Exercise brief: Needed from the entries below: every line that holds the word "phrase".

Collected data
<<<<
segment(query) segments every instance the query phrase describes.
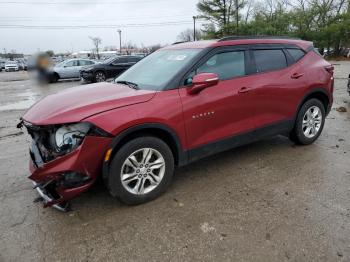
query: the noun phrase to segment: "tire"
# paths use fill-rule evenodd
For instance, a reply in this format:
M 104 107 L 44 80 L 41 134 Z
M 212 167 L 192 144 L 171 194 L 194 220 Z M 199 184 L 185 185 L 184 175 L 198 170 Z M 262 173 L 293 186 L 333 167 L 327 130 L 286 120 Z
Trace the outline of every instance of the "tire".
M 57 73 L 53 74 L 53 76 L 51 77 L 50 83 L 56 83 L 58 81 L 58 79 L 60 79 L 60 77 L 58 76 Z
M 97 71 L 94 75 L 94 82 L 100 83 L 106 81 L 106 74 L 103 71 Z
M 325 119 L 326 113 L 323 103 L 315 98 L 307 100 L 298 112 L 294 129 L 289 138 L 296 144 L 312 144 L 322 133 Z
M 137 205 L 164 193 L 173 173 L 174 157 L 169 146 L 159 138 L 142 136 L 127 142 L 114 155 L 106 183 L 112 196 L 125 204 Z

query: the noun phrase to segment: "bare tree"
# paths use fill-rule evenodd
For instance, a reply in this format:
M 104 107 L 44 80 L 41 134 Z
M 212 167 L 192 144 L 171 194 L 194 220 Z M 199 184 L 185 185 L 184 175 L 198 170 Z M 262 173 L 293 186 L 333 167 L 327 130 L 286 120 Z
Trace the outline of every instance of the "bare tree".
M 200 40 L 202 38 L 202 32 L 201 30 L 196 30 L 196 39 Z M 177 39 L 179 41 L 184 41 L 184 42 L 190 42 L 193 41 L 193 29 L 186 29 L 182 31 L 178 36 Z
M 100 47 L 100 44 L 102 43 L 101 38 L 100 37 L 93 37 L 93 36 L 89 36 L 89 38 L 91 39 L 93 45 L 95 46 L 97 59 L 100 59 L 99 47 Z
M 131 52 L 137 48 L 137 45 L 133 42 L 129 41 L 126 44 L 123 45 L 123 49 L 125 50 L 127 55 L 130 55 Z

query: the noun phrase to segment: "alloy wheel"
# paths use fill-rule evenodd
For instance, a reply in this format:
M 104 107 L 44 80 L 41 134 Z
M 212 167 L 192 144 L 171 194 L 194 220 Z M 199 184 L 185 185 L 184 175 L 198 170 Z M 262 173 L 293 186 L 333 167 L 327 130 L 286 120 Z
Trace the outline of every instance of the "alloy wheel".
M 133 152 L 123 163 L 121 182 L 135 195 L 144 195 L 154 190 L 165 174 L 165 160 L 159 151 L 142 148 Z
M 106 76 L 103 72 L 97 72 L 95 79 L 96 82 L 104 82 L 106 80 Z
M 302 129 L 307 138 L 315 137 L 321 129 L 322 112 L 317 106 L 310 107 L 303 117 Z

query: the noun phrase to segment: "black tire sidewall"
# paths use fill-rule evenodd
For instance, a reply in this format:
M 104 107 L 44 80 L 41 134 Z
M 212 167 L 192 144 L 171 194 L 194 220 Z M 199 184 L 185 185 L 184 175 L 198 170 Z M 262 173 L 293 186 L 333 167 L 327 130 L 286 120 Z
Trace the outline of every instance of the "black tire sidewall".
M 317 135 L 312 137 L 312 138 L 308 138 L 304 135 L 302 124 L 303 124 L 303 118 L 304 118 L 306 111 L 312 106 L 317 106 L 321 110 L 322 122 L 321 122 L 321 128 L 318 131 Z M 300 110 L 298 112 L 297 120 L 295 123 L 295 128 L 293 130 L 294 134 L 292 134 L 293 138 L 296 140 L 296 142 L 298 144 L 302 144 L 302 145 L 312 144 L 321 135 L 323 127 L 324 127 L 324 123 L 325 123 L 325 118 L 326 118 L 325 108 L 324 108 L 323 103 L 320 100 L 318 100 L 316 98 L 312 98 L 312 99 L 306 101 L 302 105 L 302 107 L 300 108 Z
M 94 81 L 95 81 L 96 83 L 99 83 L 99 82 L 97 81 L 97 79 L 96 79 L 96 76 L 97 76 L 97 74 L 99 74 L 99 73 L 102 73 L 102 74 L 105 76 L 104 81 L 106 81 L 106 74 L 105 74 L 103 71 L 97 71 L 97 72 L 95 73 Z
M 128 192 L 121 182 L 121 169 L 127 157 L 141 148 L 153 148 L 162 154 L 165 160 L 165 174 L 160 184 L 151 192 L 144 195 L 135 195 Z M 125 204 L 136 205 L 151 201 L 166 191 L 174 173 L 174 157 L 168 145 L 161 139 L 144 136 L 133 139 L 123 145 L 113 156 L 107 178 L 107 186 L 112 196 Z

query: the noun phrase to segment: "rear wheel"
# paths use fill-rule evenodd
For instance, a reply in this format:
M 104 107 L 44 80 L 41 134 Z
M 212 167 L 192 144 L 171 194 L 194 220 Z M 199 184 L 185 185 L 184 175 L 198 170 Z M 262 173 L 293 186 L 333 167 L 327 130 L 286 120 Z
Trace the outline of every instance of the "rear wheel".
M 126 204 L 151 201 L 166 191 L 174 173 L 174 158 L 161 139 L 144 136 L 122 146 L 113 157 L 107 184 Z
M 298 112 L 291 140 L 301 145 L 312 144 L 320 136 L 325 118 L 325 108 L 320 100 L 306 101 Z
M 94 80 L 95 80 L 95 82 L 97 82 L 97 83 L 106 81 L 106 75 L 105 75 L 105 73 L 102 72 L 102 71 L 97 71 L 97 72 L 95 73 Z

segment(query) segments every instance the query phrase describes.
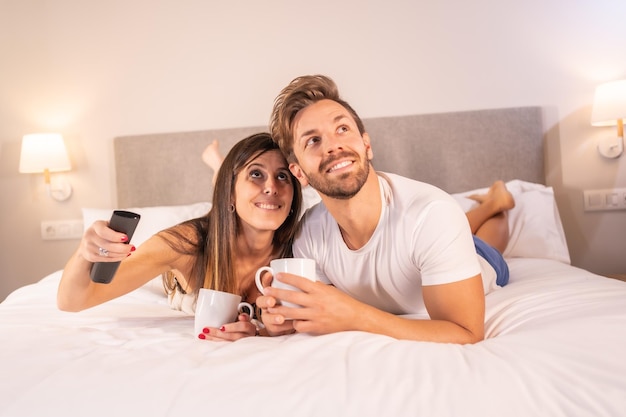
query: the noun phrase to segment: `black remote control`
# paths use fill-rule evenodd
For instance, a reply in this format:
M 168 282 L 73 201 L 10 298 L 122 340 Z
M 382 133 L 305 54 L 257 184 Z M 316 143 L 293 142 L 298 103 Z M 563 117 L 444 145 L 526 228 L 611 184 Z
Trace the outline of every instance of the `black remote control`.
M 125 233 L 128 236 L 126 244 L 129 244 L 140 218 L 141 216 L 137 213 L 115 210 L 109 221 L 109 227 L 116 232 Z M 96 262 L 91 268 L 91 280 L 100 284 L 108 284 L 113 280 L 113 276 L 119 266 L 120 261 Z

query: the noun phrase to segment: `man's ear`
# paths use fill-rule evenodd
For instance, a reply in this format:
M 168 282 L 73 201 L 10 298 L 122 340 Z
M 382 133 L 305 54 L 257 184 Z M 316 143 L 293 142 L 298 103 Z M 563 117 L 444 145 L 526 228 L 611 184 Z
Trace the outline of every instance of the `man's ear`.
M 300 181 L 300 185 L 302 185 L 302 188 L 309 185 L 309 180 L 307 179 L 306 175 L 304 175 L 304 172 L 302 171 L 302 168 L 300 168 L 300 165 L 296 164 L 295 162 L 290 163 L 289 171 L 291 171 L 293 176 L 296 177 L 298 181 Z
M 370 143 L 370 135 L 363 133 L 363 144 L 365 144 L 365 155 L 367 159 L 371 161 L 374 159 L 374 151 L 372 151 L 372 144 Z

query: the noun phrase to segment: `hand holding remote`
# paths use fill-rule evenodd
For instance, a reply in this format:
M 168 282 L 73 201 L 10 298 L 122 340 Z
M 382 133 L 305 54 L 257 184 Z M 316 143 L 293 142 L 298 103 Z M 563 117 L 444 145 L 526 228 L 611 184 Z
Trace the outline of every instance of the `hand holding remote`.
M 130 211 L 115 210 L 109 227 L 116 232 L 121 232 L 128 236 L 126 244 L 130 243 L 130 239 L 137 228 L 137 223 L 141 216 Z M 91 268 L 91 280 L 100 284 L 108 284 L 113 280 L 113 276 L 120 266 L 120 262 L 96 262 Z

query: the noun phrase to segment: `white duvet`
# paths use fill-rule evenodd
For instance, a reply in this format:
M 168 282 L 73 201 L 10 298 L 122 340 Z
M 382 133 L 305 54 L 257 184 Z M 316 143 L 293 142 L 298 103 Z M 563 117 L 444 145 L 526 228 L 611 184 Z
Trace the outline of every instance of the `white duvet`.
M 201 341 L 146 286 L 81 313 L 60 271 L 0 304 L 0 416 L 624 416 L 626 283 L 511 259 L 487 339 Z

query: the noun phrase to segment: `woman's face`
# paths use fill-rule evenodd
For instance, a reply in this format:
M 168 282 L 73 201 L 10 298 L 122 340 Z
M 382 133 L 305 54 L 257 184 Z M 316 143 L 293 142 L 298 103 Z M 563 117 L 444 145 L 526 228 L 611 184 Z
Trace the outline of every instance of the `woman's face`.
M 285 221 L 293 200 L 292 177 L 279 150 L 249 161 L 235 179 L 235 209 L 244 229 L 275 231 Z

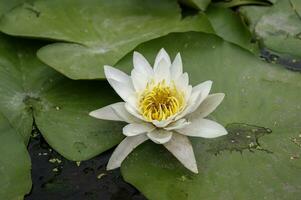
>>>>
Expected answer:
segment(query) segments every instance the query phrase describes.
query: the noun phrase to segment: "tire"
query: the noun phrase to segment: "bare tree"
query: the noun phrase to segment: "alloy wheel"
query: the noun phrase to segment: "black tire sidewall"
query: the noun phrase to segment: "rear wheel"
segment(query) segments every instance the query phrase describes.
query: the noun phrase to segment: `black remote control`
query: the noun phrase to segment: `man's ear`
query: the noun phrase to segment: `hand holding remote`
query: the noun phrase to segment: `white duvet`
query: the noun phrase to segment: `woman's face`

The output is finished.